Task statement
In the blog post about the religion industry, which newspaper published Emer O'Kelly's article on spiritual tourism?

Selected excerpt
# # #

>Image by Lawrence OP via Flickr
Religion has an industry around it. I buy resources at Cokesbury. I buy clergy shirts somewhere else. And don’t even get me started on the entire Contemporary Christian Music industry… Persons have found that religion can pay well in a capitalistic sense. There’s money to be made. We sold cookbooks and coffee cups to help with our building fund.
And, sometimes, the selling is connected to some great religious experiences. I, for one, am very well aware of what size business is tied around getting clergy to take laypersons to the Holy Land or follow in Paul’s footsteps or visit some of the sites of the early church. $ $ $ $ $ $
Emer O’Kelly, writing predominantly about Ireland, talks about this phenomena of Spiritual Tourism in an article in The Independent of Dublin, Ireland.
The author recounts a visit to Lourdes and the shock at all the sales taking place around the cathedral:
….the entire town was a retail industry of revolting proportions, summed up by empty bottles in the shape of the Virgin being sold at exorbitant prices to be filled with water from the “miraculous spring”.

# # #

Entries from a point annotation set
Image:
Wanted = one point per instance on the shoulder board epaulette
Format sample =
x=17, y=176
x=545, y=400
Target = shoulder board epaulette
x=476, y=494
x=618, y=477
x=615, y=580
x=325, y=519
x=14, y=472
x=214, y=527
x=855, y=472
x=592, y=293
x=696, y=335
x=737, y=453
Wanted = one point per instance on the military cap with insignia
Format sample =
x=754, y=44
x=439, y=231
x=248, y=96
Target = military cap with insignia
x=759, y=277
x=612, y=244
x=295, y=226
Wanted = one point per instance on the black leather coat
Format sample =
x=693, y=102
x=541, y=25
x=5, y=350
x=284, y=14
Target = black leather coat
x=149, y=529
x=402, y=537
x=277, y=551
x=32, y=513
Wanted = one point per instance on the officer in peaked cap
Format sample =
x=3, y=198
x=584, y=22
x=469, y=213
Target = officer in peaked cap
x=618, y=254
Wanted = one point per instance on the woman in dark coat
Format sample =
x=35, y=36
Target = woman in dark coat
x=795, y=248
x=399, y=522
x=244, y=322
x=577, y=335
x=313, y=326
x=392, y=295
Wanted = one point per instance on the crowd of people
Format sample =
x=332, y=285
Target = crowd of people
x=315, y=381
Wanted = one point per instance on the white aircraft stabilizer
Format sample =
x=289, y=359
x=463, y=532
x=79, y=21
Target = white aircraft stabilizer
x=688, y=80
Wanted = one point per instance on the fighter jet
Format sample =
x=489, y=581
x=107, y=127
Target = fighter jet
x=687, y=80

# # #

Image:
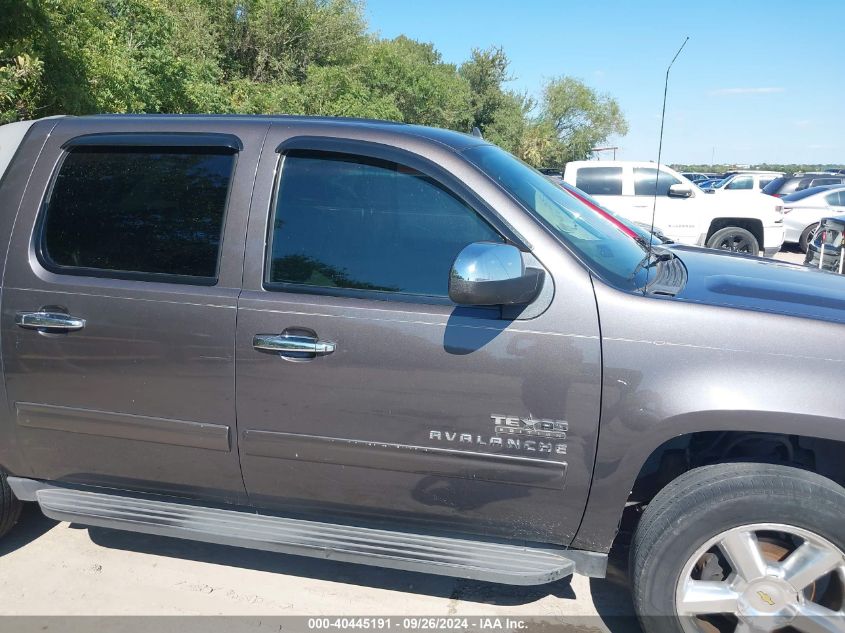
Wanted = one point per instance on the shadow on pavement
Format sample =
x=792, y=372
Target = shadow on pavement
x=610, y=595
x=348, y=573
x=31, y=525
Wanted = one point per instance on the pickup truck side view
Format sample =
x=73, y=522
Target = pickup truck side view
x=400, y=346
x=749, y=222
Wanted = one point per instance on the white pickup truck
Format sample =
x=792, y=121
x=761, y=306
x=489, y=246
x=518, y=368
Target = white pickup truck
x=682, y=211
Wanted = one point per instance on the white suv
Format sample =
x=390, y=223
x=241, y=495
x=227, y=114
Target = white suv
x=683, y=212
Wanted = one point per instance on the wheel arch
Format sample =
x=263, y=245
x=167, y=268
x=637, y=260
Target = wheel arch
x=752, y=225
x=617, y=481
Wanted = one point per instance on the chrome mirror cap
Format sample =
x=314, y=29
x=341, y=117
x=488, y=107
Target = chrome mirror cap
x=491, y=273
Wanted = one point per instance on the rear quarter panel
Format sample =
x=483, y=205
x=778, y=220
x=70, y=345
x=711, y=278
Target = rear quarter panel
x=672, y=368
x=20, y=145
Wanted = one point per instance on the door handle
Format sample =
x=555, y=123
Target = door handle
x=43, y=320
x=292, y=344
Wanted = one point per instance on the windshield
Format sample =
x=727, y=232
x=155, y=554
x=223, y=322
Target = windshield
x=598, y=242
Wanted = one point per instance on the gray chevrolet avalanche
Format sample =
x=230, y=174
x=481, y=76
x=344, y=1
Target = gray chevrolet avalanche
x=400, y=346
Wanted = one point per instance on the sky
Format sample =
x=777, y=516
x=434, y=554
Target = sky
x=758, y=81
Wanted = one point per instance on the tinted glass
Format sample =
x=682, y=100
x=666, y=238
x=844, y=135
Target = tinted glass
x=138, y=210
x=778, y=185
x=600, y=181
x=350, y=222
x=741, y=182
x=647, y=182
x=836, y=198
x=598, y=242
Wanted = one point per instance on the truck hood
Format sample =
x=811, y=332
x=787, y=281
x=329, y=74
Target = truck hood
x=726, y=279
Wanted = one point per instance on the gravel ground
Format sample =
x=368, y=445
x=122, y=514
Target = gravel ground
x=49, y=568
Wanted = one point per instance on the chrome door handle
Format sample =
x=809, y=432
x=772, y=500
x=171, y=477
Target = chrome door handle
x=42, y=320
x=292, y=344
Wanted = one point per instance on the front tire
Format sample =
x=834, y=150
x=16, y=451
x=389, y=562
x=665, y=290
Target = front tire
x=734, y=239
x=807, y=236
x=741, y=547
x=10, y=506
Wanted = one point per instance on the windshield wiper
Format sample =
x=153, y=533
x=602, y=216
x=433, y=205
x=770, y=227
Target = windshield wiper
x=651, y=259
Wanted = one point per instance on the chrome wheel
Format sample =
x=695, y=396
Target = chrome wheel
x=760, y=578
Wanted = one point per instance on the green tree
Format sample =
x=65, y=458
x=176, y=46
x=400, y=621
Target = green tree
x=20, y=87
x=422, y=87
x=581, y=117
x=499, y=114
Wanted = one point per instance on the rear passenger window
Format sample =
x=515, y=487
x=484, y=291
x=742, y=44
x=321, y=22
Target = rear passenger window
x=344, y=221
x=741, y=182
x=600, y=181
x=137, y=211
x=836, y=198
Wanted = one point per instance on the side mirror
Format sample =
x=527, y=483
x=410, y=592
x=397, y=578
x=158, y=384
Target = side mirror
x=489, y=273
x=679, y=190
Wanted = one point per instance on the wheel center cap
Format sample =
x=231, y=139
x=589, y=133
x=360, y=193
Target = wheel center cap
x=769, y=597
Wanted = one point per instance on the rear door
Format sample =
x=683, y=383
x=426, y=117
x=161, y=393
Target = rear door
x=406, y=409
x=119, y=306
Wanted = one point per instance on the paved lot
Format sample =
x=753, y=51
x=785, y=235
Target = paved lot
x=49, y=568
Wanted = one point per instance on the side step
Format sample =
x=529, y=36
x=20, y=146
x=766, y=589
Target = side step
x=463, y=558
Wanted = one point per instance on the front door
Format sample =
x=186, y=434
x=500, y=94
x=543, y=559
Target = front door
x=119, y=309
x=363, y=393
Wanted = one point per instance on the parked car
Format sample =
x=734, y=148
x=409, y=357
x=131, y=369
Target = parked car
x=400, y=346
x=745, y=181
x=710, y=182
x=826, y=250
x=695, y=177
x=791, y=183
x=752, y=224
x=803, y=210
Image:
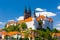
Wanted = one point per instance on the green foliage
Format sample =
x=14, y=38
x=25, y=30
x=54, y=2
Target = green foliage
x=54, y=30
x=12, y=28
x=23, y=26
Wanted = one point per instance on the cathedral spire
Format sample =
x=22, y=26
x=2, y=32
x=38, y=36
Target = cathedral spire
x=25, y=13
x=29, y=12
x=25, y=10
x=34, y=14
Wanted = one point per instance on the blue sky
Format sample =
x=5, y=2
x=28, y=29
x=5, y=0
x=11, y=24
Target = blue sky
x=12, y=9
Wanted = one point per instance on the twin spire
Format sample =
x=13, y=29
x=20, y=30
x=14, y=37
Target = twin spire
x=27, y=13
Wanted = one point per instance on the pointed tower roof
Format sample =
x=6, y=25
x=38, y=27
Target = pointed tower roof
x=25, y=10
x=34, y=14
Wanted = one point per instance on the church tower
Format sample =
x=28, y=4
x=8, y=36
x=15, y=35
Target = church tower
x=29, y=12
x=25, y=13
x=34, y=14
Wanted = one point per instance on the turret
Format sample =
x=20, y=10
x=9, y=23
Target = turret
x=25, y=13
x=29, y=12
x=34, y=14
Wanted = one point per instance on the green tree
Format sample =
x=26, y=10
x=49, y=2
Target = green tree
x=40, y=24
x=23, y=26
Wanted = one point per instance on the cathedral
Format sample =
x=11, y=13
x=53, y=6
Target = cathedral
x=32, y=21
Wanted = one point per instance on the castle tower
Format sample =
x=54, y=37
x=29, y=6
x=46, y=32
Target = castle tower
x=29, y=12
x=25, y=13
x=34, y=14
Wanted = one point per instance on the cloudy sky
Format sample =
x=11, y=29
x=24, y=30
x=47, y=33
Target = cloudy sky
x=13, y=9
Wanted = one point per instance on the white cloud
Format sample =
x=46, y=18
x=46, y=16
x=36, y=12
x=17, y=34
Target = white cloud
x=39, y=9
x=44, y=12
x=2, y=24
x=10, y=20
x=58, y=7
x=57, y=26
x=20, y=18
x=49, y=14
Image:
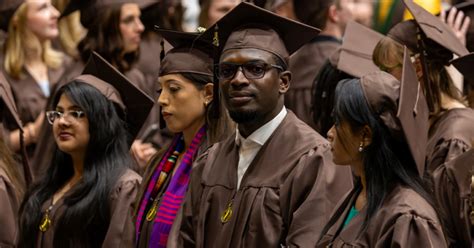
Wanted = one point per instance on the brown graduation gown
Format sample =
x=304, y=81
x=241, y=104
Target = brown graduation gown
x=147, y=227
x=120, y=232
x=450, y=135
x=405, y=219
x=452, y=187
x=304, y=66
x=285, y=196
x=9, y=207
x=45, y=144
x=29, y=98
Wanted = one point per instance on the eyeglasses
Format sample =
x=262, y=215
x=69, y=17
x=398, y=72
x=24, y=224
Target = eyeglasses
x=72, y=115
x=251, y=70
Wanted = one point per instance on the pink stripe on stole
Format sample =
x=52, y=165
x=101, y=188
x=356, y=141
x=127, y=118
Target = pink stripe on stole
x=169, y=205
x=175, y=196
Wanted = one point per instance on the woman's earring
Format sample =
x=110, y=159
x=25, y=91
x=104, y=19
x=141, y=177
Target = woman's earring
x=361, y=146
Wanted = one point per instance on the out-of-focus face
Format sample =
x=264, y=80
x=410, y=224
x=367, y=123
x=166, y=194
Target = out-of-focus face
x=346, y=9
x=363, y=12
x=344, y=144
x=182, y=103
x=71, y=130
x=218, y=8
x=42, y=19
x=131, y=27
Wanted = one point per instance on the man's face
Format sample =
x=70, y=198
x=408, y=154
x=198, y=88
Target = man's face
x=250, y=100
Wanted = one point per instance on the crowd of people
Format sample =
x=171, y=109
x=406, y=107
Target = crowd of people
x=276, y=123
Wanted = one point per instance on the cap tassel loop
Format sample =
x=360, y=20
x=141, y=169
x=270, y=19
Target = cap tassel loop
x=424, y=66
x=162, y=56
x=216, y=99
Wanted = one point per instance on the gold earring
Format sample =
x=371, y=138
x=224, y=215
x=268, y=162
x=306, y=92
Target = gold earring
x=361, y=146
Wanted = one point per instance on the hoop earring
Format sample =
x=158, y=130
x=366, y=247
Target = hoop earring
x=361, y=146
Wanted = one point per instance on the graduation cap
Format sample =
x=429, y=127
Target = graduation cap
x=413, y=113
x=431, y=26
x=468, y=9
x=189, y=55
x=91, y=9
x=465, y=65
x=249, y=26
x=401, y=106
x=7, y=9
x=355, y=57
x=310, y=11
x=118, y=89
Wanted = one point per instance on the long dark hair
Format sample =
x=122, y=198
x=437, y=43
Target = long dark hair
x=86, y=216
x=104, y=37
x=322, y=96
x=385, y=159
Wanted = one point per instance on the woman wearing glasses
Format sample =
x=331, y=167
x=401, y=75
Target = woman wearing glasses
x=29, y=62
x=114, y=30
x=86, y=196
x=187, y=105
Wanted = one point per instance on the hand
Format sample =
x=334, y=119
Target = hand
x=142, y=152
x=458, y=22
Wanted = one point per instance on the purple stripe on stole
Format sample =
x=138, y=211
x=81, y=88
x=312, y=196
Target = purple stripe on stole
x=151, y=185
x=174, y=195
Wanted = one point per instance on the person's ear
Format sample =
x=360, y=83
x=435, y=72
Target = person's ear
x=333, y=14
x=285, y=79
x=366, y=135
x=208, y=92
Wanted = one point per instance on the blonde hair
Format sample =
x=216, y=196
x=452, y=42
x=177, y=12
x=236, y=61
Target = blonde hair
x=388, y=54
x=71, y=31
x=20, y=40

# # #

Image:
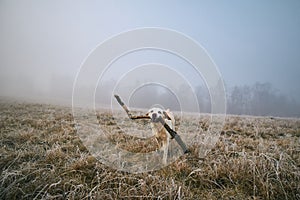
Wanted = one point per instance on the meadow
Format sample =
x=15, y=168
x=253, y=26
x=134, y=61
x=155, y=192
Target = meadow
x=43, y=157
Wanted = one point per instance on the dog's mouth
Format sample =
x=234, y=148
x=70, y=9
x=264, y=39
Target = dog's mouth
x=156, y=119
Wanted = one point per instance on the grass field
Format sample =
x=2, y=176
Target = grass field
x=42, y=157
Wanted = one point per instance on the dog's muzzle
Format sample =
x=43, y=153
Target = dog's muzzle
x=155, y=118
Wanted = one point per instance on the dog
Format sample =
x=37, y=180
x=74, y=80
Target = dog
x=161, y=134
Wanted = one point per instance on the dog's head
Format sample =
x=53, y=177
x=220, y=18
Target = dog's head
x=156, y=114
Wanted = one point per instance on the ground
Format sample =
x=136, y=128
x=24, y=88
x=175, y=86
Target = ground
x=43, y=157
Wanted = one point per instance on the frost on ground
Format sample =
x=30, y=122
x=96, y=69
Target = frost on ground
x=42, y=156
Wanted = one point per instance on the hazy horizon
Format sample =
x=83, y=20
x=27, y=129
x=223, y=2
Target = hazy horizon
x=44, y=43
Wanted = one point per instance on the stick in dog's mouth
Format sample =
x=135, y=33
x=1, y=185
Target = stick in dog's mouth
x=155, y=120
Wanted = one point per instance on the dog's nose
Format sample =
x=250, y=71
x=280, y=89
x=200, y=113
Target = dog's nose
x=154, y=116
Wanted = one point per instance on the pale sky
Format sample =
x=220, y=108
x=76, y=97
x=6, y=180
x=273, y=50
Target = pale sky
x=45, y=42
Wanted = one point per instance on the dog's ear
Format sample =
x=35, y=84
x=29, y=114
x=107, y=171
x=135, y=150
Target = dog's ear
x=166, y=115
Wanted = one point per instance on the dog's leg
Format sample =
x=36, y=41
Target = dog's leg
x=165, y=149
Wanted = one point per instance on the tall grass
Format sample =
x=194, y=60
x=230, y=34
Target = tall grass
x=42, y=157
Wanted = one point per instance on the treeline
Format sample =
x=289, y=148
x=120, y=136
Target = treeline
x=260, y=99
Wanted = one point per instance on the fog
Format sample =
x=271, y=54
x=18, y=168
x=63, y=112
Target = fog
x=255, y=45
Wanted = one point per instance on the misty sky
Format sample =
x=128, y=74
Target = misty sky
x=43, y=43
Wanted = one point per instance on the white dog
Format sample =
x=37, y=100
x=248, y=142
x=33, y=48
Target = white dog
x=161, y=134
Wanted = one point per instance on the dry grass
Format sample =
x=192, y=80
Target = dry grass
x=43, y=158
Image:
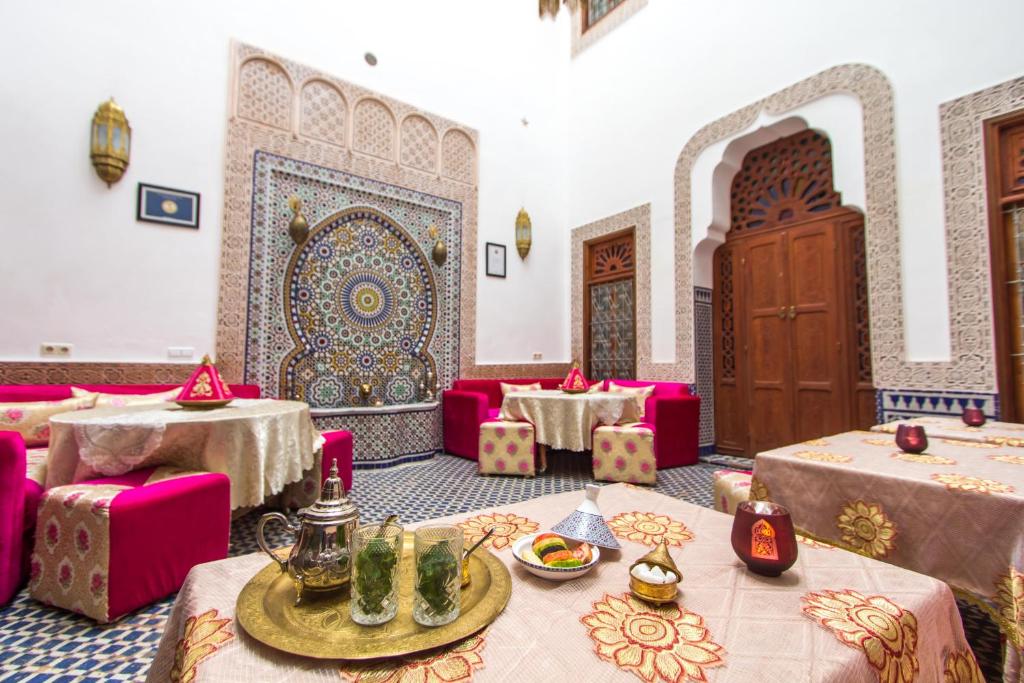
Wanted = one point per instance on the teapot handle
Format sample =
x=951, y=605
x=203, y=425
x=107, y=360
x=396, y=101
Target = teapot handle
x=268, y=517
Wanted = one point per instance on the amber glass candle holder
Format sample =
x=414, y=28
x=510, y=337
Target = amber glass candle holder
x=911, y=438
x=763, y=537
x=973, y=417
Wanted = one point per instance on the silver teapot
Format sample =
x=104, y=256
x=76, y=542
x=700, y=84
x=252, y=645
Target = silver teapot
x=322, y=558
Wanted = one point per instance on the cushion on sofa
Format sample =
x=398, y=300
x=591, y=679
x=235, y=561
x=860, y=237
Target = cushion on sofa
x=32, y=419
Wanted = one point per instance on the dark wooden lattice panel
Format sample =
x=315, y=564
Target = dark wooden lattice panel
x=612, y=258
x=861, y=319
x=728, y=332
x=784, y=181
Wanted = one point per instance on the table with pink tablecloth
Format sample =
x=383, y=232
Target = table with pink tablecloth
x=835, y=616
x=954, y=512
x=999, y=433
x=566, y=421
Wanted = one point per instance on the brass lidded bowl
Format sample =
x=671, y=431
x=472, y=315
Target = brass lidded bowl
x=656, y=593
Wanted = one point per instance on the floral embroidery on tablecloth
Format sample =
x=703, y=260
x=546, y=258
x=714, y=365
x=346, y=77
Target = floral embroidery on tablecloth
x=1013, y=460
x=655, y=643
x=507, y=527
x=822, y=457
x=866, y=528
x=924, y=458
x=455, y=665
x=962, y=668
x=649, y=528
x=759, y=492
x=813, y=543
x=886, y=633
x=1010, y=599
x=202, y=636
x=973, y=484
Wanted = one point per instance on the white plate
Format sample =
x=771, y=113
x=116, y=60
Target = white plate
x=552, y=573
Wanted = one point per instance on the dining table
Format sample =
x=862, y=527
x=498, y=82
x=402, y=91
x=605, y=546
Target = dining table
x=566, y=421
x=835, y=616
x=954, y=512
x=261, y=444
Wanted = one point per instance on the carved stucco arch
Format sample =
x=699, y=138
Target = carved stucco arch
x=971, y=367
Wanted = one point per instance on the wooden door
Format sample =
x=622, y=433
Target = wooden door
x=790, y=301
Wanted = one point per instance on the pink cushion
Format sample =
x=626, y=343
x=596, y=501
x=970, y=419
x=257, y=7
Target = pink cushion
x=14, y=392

# # #

Complete answer
The Independent of Dublin, Ireland.